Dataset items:
--------
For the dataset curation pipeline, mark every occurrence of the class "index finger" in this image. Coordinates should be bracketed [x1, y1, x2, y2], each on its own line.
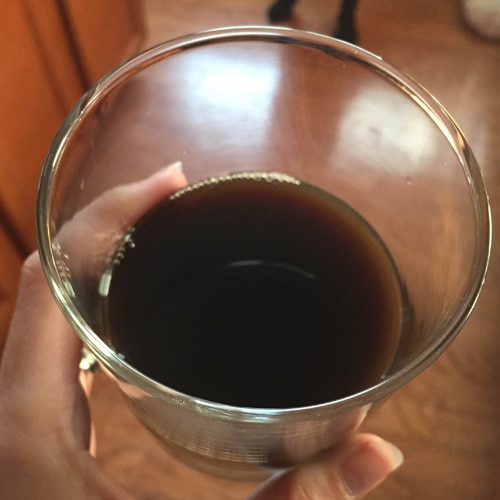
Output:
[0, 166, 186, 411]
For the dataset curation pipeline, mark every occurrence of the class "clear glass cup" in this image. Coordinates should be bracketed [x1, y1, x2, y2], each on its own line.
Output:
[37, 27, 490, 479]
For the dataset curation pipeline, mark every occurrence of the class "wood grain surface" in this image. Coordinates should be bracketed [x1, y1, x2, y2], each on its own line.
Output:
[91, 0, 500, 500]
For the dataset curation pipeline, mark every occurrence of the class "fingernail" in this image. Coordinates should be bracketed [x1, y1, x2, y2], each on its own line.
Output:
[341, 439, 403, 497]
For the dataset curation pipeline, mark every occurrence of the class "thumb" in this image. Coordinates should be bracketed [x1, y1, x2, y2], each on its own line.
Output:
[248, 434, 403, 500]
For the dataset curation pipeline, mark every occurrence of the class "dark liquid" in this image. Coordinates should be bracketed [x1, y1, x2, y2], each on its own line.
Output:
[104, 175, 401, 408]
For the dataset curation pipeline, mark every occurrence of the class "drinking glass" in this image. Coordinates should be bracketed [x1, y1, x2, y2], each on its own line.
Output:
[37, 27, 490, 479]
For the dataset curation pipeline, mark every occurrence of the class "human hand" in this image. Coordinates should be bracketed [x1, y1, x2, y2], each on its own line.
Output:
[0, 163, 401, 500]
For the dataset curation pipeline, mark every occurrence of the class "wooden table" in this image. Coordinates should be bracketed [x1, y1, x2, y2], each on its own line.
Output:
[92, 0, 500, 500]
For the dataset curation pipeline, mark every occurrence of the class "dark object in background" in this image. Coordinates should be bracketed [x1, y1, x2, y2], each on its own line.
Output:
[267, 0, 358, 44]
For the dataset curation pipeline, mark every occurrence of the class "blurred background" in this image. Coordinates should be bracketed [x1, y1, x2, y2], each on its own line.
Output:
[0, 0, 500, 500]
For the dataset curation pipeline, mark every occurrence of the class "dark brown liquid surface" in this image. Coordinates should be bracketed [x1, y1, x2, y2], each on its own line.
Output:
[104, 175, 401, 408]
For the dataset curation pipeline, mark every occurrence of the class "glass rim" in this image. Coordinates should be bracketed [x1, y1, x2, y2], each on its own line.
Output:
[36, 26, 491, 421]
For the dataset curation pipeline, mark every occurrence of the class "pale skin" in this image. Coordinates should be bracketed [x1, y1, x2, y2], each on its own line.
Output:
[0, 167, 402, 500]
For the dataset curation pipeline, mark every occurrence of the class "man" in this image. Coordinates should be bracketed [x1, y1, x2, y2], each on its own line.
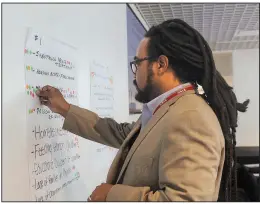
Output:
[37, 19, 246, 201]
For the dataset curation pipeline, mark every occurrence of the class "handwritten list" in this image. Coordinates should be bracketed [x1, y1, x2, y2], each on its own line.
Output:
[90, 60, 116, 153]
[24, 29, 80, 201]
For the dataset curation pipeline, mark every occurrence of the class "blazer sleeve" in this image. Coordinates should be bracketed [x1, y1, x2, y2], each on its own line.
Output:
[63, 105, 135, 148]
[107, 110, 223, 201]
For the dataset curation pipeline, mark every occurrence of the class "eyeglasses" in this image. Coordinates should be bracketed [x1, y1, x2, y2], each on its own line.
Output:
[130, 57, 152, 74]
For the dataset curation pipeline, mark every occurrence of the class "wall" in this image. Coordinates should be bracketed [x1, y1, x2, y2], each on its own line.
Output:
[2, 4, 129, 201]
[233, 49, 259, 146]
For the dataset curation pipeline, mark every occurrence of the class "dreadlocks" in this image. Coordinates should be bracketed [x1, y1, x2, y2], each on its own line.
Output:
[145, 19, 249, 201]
--------
Count the lines of the records above that contain the string "liquid", matching case exactly, and reply with only the number.

2